◆ Data for this exercise ◆
%%
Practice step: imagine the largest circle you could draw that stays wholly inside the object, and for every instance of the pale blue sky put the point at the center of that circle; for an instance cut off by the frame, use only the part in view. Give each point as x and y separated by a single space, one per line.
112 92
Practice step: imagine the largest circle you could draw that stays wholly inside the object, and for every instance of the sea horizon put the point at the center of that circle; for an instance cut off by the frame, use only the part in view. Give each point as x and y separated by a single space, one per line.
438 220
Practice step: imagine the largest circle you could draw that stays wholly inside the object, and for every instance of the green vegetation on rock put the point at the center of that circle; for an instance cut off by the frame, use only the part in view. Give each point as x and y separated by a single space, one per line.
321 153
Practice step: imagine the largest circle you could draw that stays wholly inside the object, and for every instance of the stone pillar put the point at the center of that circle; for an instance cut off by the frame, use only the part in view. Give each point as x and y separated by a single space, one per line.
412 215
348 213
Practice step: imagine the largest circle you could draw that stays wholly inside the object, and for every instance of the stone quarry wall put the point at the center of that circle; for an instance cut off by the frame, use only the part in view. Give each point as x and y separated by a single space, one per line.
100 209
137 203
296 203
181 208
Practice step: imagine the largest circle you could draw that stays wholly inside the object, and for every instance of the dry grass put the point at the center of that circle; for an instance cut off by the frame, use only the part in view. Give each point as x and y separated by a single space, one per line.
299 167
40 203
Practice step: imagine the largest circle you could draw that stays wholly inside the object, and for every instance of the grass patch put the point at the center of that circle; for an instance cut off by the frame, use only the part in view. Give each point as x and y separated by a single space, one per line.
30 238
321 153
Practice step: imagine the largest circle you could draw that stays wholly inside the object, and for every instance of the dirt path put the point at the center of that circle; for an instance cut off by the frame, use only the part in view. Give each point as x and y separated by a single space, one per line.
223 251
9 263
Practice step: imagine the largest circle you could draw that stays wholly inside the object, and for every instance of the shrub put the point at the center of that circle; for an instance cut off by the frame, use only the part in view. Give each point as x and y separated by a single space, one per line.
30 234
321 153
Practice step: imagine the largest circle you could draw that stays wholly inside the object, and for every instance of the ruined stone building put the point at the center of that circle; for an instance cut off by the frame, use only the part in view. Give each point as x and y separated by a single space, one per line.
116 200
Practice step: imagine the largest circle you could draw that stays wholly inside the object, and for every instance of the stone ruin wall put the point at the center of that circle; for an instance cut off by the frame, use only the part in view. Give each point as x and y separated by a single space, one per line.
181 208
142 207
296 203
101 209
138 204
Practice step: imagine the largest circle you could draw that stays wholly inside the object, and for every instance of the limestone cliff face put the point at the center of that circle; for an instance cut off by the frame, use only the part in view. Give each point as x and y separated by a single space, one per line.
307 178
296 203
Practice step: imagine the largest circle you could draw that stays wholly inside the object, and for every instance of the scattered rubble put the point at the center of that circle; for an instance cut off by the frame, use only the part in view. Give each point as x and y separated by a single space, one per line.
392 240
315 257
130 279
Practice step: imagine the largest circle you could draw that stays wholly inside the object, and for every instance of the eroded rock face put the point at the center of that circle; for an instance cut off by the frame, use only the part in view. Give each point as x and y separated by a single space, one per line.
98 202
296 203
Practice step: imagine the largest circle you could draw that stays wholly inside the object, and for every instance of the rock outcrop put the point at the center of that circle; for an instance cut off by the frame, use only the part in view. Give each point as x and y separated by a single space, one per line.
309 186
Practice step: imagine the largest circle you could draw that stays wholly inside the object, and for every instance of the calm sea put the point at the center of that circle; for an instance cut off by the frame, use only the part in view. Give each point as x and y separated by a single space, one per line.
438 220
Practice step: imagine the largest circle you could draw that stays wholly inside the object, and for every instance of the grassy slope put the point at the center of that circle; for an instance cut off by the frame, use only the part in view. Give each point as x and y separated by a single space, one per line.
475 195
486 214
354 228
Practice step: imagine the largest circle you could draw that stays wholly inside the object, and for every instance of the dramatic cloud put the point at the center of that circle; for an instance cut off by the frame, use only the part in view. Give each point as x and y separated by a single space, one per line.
%%
Write down all the entries again without a single difference.

Practice step: imagine the largest circle you could draw that stays wholly inside the object, and for every instance of the pale blue sky put the point at the center of that circle; for an instance cut off by the frame, use only the part in view. Give each point as x and y separated by a single space, one per line.
112 92
Practice step: imagine the largest circle you could draw that stays wholly inside the object, and for every instance of the sea horizon put the point at the center of that circle; for an instance cut off by the frame, use only the part in view. Give each point as x and y separated by a single space, one per line.
438 220
Practice step: imagine the largest circle you could draw that stays wholly inside the object, and for every instance of the green vegetation on rock put the point at the center of that circle; for an instance cut off by the frame, use only the part in view. Give each point as x and y separated by a single space, one per line.
321 153
Practice step: imagine the largest circle you could draw that stays wholly inside the object, and for every instance of the stone pillar put the point at the center of that circle; for an instance cut off by the frame, use only the part in view. Give each point as x and y separated by a single space, one per line.
412 215
348 213
Practice step: imagine the largest circle you could draw that stays wholly inside the object, and for every instance of the stone quarry wall put the point at the center of that circle; for an instance cut off by the frame, use only the part in view. Give each point as x and y separated by a single space, one per line.
100 209
137 203
296 203
181 208
Practice step: imagine the largest circle you could draw that stays wholly inside the object, and for every instance of the dry grass put the point at the center of that circle; for an instance cut off by the frame, use only the part in view. Give each point as x and y separated by a single space, one per line.
299 167
40 203
Practice step: imagine the largest circle you could draw that stays wholly inside the object, and for every instance of the grass patch put the point at the center of that circle; for an instance cut off by the frame, use only the part in view. Give each point as x and y separated by a single space, one per line.
30 238
321 153
Practice step: imagine the largest circle you could draw that stays wholly inside the object, and for every instance of the dirt path put the point at the center of that circle; for an instance cut off by the frame, use only the part in view. Give each point as x and y separated by a single space, one per line.
223 251
9 263
Practice step: imagine the largest circle you could draw that stays wholly inside the object, and for every instance of the shrub put the point at the center of that circle; for an instance cut off by the frame, use only the part in view. Give each point as x and y separated by a single space, one per line.
30 234
321 153
Practice step: imagine the largest circle you could draw that stays wholly inside the object, and for every instance of the ruined stone building put the point at the center of that circle; for an instance cut off by the frame, use only the part in view. Give each point as x and y separated by a single space, one per line.
116 200
Practice step: imagine the largest circle you could draw that stays wholly inside the object, and for every instance of the stone ruin wall put the point at the center of that circle; for an instance cut off by the frame, use only the part in view. Give each point as x and y separated by a single space, one per line.
181 208
142 207
296 203
101 209
138 204
Practice step: imagine the largest circle you could draw that stays wholly inside the object, and for every instance of the limestone cliff face put the point at the center of that circle; for an instance cut off by the frame, use only the part in view. Give each point as x and y separated by a single space, one per line.
307 178
296 203
Practice step: imagine the largest circle you could draw that stays wholly inside the object, and for every instance of the scattered rubble put the point at the center of that circle; for an instance cut off by the frame, use only the part in view. Give each point as x and y separated by a single space, one per line.
392 240
315 257
130 279
Practice step: imagine the largest circle you could draw that stays wholly inside the object, and for every instance of the eroded rock face put the point at the center of that circle; for an instance cut off by the frame, use only the part in view. Give each point as x and y separated by a single space, one per line.
98 202
296 203
Practice step: imagine the largest circle you could draw that stays wholly inside the object, and for every instance of the rock outcrop put the point at the center of that circle; for an instance cut off by the frame, use only the part in view. Give each point as x and y separated by a single space, one per line.
309 186
Practice step: imagine the largest circle you could draw that stays wholly inside the object, and for every instance of the calm sea put the point at the center of that circle; for an instance cut off by the frame, use only the part in view. Give each point as x and y separated by a single space, one per line.
438 220
Practice step: imagine the largest circle you could draw that stays wholly inside the object, and for every instance of the grassy slope put the point at the center of that circle; for an instance cut off by the frame, use only the part in view. Give each point as x and y separated by a single space, one per line.
475 195
486 214
354 228
Practice step: imagine the largest circle you could draw that stays wholly inside the object, and for every instance of the dramatic cloud put the point at the center of that circle; for an instance cut off by the frame, use only the part in view. Give each point as x and y separated by a single space, one per line.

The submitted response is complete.